Set task A: Set down the part of the OCaml question from "My problem is" to "what I want.", word for word.

Document extract:
----

1) I would like mat_of_dep_rel : 'a list -> bool array array.

My problem is that from the first List.iter it should take a list l and not an empty list []. But if I return l instead of [], it will give me a type: ('a * 'a list) list -> boolean array array. Which is not what I want.

I would like to know how can I return mat_of_dep_rel: 'a list -> bool array array?

let mat_of_dep_rel l =
  let n = List.length l in
  let m = Array.make_matrix n n false in
  List.iter (fun (s, ss) ->
    let i = num_of_name ss s in
    List.iter (fun t ->
      m.(i).( num_of_name ss t) <- true) ss) [];

2) I have another functions compute equivalence classes, to compute an equivalence class : check an element i if it has a path i -> j and j -> i or itself. I would like it return for me a type int list list. In this code I force the return type 'list list by put j in [j]. My question is:

Is it correct if I force like that? If not how can I return the type I want int list list.

----

Entries from a dataset:
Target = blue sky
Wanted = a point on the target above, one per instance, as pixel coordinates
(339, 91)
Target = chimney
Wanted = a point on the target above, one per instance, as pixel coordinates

----

Set task B: Extract, unchanged, the lines of the listing from the line with "Target = chimney" through the listing's final line.

Complete answer A:
My problem is that from the first List.iter it should take a list l and not an empty list []. But if I return l instead of [], it will give me a type: ('a * 'a list) list -> boolean array array. Which is not what I want.

Complete answer B:
Target = chimney
Wanted = a point on the target above, one per instance, as pixel coordinates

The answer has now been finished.